*WHAT YOU WILL DO:* Print verbatim the lines of the entries from the one containing "white ice surface" to the last, inclusive, and no others.

*RECORDED DATA:*
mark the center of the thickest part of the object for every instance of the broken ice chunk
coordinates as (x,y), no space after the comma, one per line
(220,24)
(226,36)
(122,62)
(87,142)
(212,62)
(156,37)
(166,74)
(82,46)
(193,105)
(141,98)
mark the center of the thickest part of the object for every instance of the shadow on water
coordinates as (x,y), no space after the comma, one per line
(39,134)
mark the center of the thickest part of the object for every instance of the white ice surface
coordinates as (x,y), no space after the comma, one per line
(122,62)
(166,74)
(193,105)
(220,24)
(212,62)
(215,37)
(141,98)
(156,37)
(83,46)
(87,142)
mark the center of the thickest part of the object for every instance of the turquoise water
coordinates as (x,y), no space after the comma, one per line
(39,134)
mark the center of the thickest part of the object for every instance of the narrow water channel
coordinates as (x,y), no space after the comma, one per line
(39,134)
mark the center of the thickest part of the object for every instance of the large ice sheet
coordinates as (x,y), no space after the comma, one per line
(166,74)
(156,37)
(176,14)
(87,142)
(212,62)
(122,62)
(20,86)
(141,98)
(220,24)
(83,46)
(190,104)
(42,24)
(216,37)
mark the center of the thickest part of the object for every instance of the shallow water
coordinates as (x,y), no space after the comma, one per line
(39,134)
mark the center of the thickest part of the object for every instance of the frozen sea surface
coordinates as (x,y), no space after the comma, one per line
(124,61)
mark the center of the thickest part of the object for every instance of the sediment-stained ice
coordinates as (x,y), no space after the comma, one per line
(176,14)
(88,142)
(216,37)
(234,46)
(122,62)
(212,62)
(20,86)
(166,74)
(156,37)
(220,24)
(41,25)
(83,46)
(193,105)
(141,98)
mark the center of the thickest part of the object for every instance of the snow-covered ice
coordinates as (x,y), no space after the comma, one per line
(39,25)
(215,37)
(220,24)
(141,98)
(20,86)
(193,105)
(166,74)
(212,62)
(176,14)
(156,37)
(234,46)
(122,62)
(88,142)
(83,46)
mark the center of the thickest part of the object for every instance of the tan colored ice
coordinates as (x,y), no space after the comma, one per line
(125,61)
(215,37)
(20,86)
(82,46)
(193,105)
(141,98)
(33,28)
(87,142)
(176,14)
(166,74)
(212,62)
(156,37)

*SOLUTION TO THIS PROBLEM:*
mark the center of the thickest part of the object for every instance of the white ice surface
coordinates as (x,y), no space after the comma, one per line
(122,62)
(166,74)
(193,105)
(220,24)
(212,62)
(215,37)
(141,98)
(156,37)
(83,46)
(87,142)
mark the center of the thickest part of the object for every instance of the turquoise water
coordinates as (x,y), no space after the comma, one per line
(39,134)
mark the center of the thickest part of the object for every instance of the narrow water channel
coordinates as (x,y), no space after the comma, one per line
(39,134)
mark the center of the thickest part of the object for every instance of the large ice sheet
coordinates as (x,y), no space after the comma, one per line
(166,74)
(156,37)
(176,14)
(87,142)
(212,62)
(122,62)
(20,86)
(141,98)
(220,24)
(83,46)
(190,104)
(42,24)
(216,37)
mark the center of the thickest part of the object for every instance of the shallow water
coordinates as (x,y), no space after the comma, one per line
(39,134)
mark the center of the thickest part of the object for every instance of the frozen sea surface
coordinates as (x,y), no space after the comma, one per line
(124,61)
mark the center of the thickest part of the object for every instance of the sediment-stained ice
coordinates as (x,y), no space after the comma, one per line
(176,14)
(88,142)
(216,37)
(234,46)
(122,62)
(212,62)
(20,86)
(166,74)
(156,37)
(220,24)
(41,25)
(83,46)
(193,105)
(141,98)
mark the center of the thickest part of the object for every instance of the snow-covered ice
coordinates as (x,y), no space after the comma, one per line
(39,25)
(215,37)
(220,24)
(141,98)
(20,86)
(193,105)
(166,74)
(212,62)
(176,14)
(156,37)
(234,46)
(122,62)
(88,142)
(83,46)
mark the center of the thickest part of the object for every instance of the tan colored ice
coordinates as (x,y), no space after the comma, one per line
(125,61)
(215,37)
(20,86)
(82,46)
(193,105)
(141,98)
(33,28)
(87,142)
(176,14)
(166,74)
(212,62)
(156,37)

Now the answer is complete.